What is required: How many lines in the listing below contain the string "price", with case counting? Give only the number.

Data for processing:

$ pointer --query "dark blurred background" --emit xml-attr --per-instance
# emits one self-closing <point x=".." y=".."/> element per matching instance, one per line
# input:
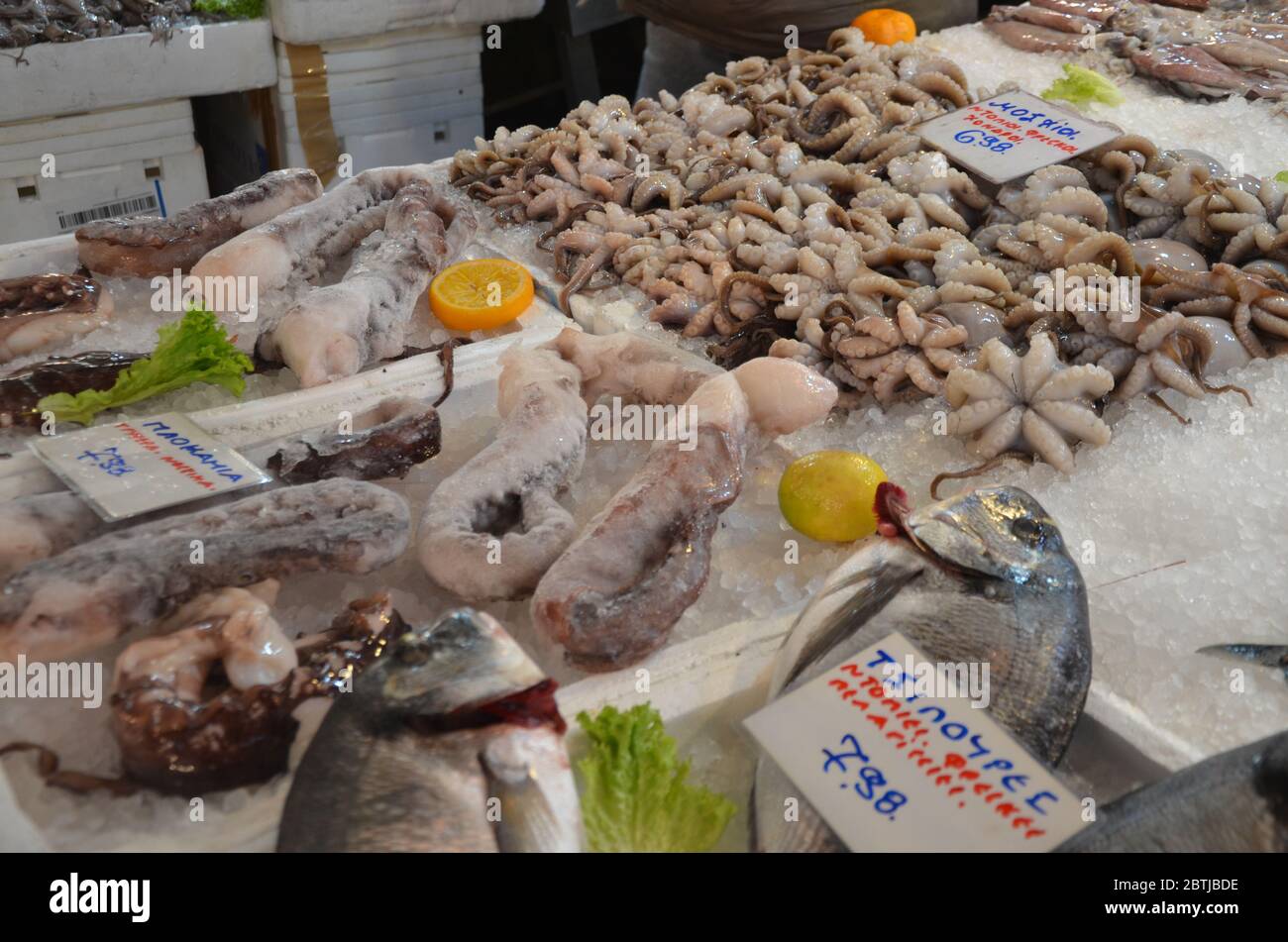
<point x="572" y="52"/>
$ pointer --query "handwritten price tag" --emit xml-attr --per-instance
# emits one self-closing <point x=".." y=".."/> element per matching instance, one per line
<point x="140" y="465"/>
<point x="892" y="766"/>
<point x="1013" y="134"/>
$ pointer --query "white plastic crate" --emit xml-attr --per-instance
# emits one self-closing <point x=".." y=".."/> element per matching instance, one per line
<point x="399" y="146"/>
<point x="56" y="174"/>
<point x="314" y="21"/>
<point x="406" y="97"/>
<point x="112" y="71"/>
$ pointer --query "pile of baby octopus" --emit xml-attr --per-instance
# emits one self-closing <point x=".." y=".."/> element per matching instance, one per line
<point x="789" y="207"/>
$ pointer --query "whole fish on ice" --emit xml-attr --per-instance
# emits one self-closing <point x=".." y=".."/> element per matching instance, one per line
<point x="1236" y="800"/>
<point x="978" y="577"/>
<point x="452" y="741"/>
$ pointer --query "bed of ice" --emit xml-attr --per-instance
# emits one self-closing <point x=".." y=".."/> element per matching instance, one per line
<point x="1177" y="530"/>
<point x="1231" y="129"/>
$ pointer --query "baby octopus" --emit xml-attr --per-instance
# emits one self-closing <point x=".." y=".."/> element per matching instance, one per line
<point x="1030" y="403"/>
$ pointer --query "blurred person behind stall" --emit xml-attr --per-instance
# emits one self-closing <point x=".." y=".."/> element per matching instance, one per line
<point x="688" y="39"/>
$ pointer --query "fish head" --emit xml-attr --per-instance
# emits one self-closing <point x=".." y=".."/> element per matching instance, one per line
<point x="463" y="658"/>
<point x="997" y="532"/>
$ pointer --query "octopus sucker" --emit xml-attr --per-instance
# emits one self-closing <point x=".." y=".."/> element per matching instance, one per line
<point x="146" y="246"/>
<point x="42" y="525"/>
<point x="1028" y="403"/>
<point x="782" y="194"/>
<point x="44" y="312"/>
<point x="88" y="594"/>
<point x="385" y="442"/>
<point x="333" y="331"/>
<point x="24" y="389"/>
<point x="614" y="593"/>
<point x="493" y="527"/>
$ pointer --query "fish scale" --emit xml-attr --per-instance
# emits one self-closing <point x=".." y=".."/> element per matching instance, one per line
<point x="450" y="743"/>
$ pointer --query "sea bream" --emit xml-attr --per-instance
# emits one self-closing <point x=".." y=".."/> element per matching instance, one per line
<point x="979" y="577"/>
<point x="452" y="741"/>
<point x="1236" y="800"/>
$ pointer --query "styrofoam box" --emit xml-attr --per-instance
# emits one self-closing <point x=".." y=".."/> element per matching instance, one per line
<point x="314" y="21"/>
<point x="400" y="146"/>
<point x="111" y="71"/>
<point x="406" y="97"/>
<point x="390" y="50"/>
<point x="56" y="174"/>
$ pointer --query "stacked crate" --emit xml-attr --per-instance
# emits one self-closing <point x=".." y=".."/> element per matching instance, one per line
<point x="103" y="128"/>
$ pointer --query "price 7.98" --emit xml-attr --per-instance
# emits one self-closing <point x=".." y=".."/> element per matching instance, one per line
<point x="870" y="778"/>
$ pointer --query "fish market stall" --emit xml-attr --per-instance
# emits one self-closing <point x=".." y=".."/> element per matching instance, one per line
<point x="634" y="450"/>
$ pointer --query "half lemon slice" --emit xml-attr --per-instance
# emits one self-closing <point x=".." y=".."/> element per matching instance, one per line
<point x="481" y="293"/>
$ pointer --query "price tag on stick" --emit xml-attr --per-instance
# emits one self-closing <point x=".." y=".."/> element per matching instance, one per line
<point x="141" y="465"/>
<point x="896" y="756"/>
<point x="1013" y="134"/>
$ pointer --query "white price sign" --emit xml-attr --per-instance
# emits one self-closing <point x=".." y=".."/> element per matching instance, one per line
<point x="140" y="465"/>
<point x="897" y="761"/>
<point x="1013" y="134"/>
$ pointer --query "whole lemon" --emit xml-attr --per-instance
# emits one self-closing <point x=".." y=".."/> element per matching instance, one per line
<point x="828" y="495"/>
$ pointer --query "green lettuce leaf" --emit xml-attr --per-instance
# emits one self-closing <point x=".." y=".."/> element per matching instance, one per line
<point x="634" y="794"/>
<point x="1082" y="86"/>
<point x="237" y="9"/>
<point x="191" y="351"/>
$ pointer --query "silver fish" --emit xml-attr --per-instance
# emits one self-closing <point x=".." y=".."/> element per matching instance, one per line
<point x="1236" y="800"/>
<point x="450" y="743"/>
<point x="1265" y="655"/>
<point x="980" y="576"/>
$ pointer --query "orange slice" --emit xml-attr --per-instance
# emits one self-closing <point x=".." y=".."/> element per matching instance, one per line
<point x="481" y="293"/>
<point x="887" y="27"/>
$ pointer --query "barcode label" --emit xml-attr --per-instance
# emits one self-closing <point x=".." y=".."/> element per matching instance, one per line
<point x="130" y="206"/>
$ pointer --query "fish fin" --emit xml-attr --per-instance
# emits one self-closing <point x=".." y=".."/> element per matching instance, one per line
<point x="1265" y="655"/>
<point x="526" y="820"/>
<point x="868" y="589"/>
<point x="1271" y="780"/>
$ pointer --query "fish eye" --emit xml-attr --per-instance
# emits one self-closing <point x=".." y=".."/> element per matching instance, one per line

==

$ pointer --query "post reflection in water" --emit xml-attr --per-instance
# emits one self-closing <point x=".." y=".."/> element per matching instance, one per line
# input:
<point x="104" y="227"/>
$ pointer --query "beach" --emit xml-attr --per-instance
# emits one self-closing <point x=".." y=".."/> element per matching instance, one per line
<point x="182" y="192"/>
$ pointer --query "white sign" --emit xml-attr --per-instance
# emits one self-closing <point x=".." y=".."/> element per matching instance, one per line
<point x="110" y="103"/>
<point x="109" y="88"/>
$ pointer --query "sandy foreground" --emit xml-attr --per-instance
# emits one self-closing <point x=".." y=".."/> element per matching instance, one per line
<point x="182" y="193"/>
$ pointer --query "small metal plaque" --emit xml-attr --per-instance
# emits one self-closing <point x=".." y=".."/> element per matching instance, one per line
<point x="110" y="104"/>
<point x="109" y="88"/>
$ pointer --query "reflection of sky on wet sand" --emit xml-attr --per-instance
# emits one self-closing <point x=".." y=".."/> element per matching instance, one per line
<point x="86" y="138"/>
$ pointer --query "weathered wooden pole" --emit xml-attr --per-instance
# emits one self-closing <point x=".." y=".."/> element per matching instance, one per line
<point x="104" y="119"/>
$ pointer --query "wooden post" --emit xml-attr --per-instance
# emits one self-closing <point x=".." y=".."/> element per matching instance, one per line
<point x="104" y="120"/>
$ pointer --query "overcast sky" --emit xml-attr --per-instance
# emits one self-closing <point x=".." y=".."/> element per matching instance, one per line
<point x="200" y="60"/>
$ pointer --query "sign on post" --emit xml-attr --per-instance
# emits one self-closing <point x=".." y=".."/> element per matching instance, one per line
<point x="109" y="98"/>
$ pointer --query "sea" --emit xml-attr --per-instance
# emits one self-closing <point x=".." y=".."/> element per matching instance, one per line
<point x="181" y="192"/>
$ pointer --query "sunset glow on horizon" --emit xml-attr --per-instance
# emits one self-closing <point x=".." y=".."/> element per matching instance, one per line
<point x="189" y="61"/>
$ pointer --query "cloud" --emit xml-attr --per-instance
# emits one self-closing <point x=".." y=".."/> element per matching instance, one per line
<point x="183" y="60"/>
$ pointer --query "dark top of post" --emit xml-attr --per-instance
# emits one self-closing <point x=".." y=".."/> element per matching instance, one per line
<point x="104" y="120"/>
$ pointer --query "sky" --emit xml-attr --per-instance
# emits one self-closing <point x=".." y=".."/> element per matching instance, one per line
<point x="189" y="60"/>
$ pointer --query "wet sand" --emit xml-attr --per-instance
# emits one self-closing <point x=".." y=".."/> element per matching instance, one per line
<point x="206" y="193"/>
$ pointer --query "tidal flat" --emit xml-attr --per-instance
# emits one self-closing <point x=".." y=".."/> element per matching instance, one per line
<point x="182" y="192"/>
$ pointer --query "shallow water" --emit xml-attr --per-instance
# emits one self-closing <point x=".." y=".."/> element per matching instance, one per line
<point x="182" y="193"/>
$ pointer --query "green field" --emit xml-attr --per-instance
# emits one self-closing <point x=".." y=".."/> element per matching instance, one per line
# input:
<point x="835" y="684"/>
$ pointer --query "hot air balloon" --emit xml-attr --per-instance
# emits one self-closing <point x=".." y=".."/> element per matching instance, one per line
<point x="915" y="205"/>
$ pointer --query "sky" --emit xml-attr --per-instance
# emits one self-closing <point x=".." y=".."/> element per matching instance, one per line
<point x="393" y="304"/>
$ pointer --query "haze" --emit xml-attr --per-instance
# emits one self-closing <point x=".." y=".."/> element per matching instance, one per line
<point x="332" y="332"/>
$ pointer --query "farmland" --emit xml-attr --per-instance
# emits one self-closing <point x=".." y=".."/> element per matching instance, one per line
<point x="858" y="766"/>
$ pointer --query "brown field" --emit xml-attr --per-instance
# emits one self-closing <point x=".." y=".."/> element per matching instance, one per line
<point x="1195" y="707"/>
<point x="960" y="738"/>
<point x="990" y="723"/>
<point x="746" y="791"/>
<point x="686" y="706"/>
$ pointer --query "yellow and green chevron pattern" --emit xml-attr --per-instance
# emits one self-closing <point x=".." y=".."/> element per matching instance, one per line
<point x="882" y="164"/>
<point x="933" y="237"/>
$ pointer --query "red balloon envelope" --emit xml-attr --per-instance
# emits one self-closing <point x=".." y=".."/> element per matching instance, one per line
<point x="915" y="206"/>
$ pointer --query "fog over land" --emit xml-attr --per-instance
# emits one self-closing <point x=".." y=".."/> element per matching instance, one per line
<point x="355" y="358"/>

The output: 4